Exercise directions: Every line of the data below is to be given again as it appears, with the images removed.

-*-*-

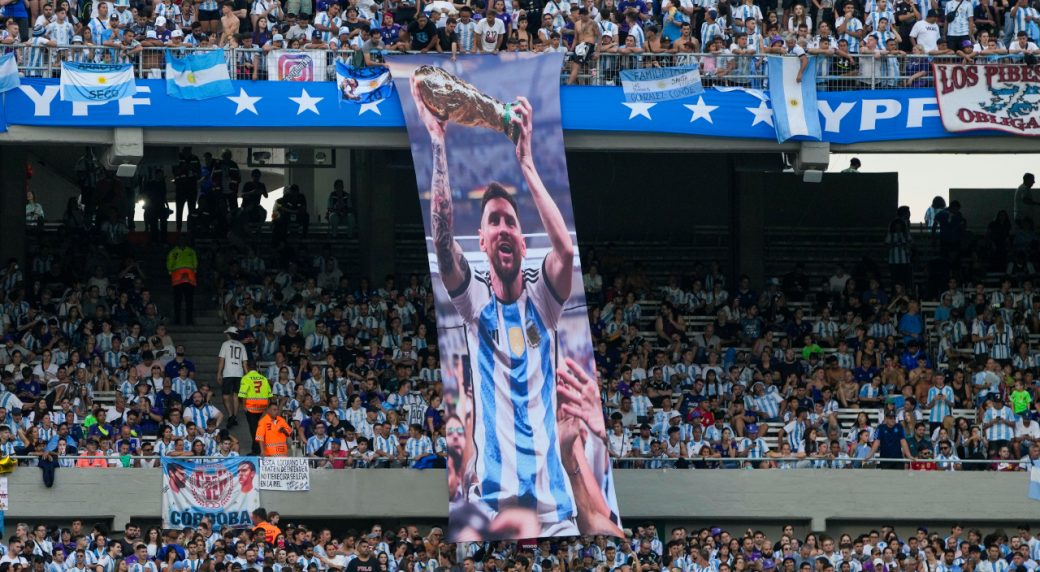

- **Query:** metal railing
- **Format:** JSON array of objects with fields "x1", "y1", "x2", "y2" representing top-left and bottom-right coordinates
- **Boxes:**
[
  {"x1": 4, "y1": 44, "x2": 991, "y2": 90},
  {"x1": 6, "y1": 454, "x2": 1036, "y2": 470},
  {"x1": 609, "y1": 456, "x2": 1038, "y2": 469}
]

-*-*-

Answer box:
- **Query:** metal railing
- **Format:** JSON array of objects with fields "x1", "y1", "x2", "y2" representing top-left and bottom-right coordinates
- **Boxes:**
[
  {"x1": 4, "y1": 44, "x2": 991, "y2": 90},
  {"x1": 6, "y1": 454, "x2": 1036, "y2": 470},
  {"x1": 609, "y1": 456, "x2": 1038, "y2": 469}
]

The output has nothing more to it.